## TASK DESCRIPTION:
Read the lines below, and copy any that contain the string "wearing".

::::::::::

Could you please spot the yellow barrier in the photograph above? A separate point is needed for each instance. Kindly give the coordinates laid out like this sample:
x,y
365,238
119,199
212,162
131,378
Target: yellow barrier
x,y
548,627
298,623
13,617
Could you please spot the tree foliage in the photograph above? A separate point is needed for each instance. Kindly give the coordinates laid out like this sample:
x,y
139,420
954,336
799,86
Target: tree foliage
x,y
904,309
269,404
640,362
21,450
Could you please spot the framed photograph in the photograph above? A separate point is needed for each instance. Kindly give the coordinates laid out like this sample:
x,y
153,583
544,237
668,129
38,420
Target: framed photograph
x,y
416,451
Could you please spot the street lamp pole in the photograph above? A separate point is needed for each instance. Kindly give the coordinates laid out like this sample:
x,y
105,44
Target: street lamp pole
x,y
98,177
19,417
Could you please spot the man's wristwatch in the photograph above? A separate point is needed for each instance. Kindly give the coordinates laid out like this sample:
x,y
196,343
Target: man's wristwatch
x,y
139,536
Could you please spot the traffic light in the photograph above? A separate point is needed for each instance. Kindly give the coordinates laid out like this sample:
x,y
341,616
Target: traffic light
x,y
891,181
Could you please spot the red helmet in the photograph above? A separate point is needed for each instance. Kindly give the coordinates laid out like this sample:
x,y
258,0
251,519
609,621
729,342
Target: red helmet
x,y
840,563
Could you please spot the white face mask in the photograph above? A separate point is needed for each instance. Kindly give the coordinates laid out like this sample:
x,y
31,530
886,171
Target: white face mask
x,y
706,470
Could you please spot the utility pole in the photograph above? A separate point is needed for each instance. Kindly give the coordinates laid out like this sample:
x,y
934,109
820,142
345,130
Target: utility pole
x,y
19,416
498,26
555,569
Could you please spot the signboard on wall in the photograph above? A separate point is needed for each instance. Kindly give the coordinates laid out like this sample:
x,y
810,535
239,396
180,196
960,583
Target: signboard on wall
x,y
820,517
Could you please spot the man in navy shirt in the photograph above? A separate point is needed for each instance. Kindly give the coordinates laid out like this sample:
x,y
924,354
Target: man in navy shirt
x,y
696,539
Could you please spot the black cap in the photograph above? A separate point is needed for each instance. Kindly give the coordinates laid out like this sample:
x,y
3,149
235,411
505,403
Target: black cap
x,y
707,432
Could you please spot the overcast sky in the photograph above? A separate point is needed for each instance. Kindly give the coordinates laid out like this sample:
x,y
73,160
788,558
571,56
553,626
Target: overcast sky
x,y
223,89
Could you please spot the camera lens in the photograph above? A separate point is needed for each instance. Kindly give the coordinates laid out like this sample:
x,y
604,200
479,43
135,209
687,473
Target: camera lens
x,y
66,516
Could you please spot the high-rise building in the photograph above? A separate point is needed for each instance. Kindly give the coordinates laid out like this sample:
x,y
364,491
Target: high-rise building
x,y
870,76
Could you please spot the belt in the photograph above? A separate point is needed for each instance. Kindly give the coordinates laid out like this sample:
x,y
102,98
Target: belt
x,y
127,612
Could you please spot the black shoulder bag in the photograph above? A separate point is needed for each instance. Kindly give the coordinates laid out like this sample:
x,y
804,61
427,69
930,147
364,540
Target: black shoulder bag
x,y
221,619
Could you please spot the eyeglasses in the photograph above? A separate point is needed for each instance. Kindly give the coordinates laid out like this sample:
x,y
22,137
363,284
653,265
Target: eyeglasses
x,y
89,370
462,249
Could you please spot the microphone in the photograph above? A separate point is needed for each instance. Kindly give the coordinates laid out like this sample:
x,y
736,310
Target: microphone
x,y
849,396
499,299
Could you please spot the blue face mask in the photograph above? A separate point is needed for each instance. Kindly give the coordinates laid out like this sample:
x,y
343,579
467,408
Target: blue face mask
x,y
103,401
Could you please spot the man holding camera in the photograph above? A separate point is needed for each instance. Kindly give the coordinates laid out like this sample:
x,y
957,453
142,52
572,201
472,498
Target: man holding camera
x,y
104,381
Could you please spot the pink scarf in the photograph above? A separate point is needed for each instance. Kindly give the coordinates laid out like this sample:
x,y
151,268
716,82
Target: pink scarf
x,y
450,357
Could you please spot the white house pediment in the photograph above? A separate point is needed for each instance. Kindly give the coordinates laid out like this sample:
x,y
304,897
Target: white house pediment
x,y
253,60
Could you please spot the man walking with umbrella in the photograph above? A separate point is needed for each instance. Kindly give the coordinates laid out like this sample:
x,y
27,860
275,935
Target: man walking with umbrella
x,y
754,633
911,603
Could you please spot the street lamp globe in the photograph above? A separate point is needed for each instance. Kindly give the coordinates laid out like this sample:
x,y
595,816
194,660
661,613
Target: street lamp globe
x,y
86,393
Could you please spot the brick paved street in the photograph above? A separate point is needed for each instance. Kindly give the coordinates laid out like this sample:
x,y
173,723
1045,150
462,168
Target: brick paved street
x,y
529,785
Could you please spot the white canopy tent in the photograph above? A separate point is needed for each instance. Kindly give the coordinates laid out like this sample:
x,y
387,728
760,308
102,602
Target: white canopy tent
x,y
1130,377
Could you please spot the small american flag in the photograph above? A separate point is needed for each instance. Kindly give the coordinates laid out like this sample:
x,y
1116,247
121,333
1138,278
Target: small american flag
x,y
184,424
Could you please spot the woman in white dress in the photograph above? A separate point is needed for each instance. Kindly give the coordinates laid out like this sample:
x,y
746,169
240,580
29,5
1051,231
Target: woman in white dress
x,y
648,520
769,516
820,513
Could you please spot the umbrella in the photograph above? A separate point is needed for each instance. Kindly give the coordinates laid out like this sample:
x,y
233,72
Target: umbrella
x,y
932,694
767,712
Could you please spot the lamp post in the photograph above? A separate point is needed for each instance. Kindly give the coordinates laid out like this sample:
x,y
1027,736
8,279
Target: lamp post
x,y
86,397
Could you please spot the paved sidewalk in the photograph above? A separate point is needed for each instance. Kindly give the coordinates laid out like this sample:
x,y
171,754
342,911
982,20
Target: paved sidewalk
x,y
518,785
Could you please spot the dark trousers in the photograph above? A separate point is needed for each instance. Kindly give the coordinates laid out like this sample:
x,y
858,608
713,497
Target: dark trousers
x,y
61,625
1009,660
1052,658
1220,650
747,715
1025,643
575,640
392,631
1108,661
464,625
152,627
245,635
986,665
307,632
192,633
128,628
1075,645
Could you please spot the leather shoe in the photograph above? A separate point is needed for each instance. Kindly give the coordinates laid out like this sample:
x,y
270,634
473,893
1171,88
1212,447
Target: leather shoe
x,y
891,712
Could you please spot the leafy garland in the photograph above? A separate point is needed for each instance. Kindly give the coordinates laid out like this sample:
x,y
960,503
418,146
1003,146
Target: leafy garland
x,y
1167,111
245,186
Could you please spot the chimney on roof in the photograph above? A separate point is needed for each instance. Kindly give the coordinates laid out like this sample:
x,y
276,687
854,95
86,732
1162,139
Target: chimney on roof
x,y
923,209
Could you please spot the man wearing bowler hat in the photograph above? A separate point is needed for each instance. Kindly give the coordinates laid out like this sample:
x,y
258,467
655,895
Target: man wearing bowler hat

::::::::::

## ANSWER FOR THIS EXERCISE:
Could you please spot the man wearing bowler hat in the photograph above? A separate point is needed for each instance. Kindly give the coordinates laid out like this sample:
Target: man wearing bowler hat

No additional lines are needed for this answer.